Records from a data collection:

=======

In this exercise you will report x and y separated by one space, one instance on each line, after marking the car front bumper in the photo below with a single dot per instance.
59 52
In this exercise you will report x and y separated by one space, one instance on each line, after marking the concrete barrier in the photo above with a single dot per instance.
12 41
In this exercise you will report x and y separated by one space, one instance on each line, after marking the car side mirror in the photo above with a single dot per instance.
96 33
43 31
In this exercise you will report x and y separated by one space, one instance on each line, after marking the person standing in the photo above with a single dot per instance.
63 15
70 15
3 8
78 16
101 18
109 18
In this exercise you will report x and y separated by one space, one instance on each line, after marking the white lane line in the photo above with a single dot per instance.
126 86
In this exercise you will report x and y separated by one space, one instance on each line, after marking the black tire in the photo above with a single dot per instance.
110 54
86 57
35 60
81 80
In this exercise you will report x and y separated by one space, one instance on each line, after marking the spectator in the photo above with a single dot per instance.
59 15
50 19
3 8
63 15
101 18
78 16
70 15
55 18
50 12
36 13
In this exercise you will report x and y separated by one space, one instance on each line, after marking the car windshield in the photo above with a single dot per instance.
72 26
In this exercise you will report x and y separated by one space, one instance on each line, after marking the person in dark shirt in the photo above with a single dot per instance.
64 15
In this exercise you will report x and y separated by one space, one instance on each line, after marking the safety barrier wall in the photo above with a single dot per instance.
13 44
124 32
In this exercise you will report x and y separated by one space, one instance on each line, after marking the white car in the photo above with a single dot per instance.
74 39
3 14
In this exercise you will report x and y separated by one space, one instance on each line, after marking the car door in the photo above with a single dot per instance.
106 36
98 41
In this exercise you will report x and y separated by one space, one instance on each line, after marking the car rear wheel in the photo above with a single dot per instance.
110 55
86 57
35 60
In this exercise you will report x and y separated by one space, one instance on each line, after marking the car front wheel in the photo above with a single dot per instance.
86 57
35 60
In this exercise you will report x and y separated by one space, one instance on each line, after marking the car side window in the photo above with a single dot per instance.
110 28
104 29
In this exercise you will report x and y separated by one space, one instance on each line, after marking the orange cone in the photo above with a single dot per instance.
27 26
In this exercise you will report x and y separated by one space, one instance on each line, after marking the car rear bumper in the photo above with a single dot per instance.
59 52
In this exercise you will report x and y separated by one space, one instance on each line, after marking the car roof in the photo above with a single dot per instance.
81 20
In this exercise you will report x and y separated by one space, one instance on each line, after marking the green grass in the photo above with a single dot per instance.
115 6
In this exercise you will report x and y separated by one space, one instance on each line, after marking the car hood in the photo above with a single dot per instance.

=======

• [Do this]
Reproduce every entry above word for word, in the same order and with the same line breaks.

• [Written response]
In this exercise you will report x and y separated by one space, one instance on each line, after marking the car front bumper in the photo below with a single dot per instance.
59 52
In this exercise you will report x and y separated by one space, one instance on each line, after marking the concrete barrier in the photo above with a single dot per instance.
12 41
In this exercise you will report x and y separated by one space, one instance on each line, after marking the car side mirror in the photo above with a single dot per instance.
96 33
43 31
In this exercise you will report x and y separated by one space, one instance on each line, after marking the person standing in the photo above with a single dot per instance.
63 15
70 15
3 8
78 16
101 18
109 18
In this exercise you will report x and y separated by one space, one instance on each line, after marking the white lane line in the photo above with a single dot per instance.
126 86
In this exercise you will report x and y separated by one space, one instance on each line, after marking the black tire in the photo above with a single dot per instance.
110 54
86 57
35 60
81 80
In this exercise you will report x and y separated by one space, one instance on each line, after marking the spectator in the photo above with a single dot per instance.
59 15
50 19
3 8
63 15
101 18
78 16
70 15
55 18
50 12
36 13
In this exercise you will report x and y separated by one space, one instance on each line, after marking the car windshield in the photo above with a single dot per instance.
72 26
In this exercise you will report x and y separated by one space, one instance on each line, after marking the person in dark shirt in the photo above with a single dot per instance.
64 15
In this exercise you will report x and y separated by one space, one instance on each line, after marking the safety barrier wall in the photo above with a single dot per instance.
13 44
124 32
In this exercise you will report x and y separated by one space, one instance on each line, after marking the white car in the photo above with a single dot per instance.
74 39
3 14
In this exercise you will report x and y separated by one space, one instance on each line, after marking the car door in the photo above with a single dot per instance.
106 36
98 41
In this exercise you will report x and y separated by one space, one instance on each line, after marking the car rear wheel in the photo above with a single dot per instance.
110 55
86 57
35 60
In this exercise you will report x and y separated by one space, one instance on each line, after marking the car front wheel in the photo above with a single dot per instance.
86 57
35 60
In this exercise you will report x and y separated by one space, one instance on each line, after marking the car side window in the photo above with a single dot per instance.
110 28
104 29
In this exercise you will report x and y separated by one space, one instance on each line, after marking the orange cone in the photo above with a single dot per instance.
27 26
In this exercise you will report x and y separated by one space, one instance on each line, after marking the car rear bumper in the photo above with a single dot per instance.
59 52
In this exercise you will report x and y separated by one space, one instance on each line, after marking the car roof in the photo above with a single dot per instance.
81 20
In this exercise you will report x and y separated by one space, one instance on each line, after marking the green grass in the photo above with a single dot per instance.
115 6
In this exercise you will report x and y separated by one space, one instance on each line, after marking the car hood in the photo above with a single dot per instance.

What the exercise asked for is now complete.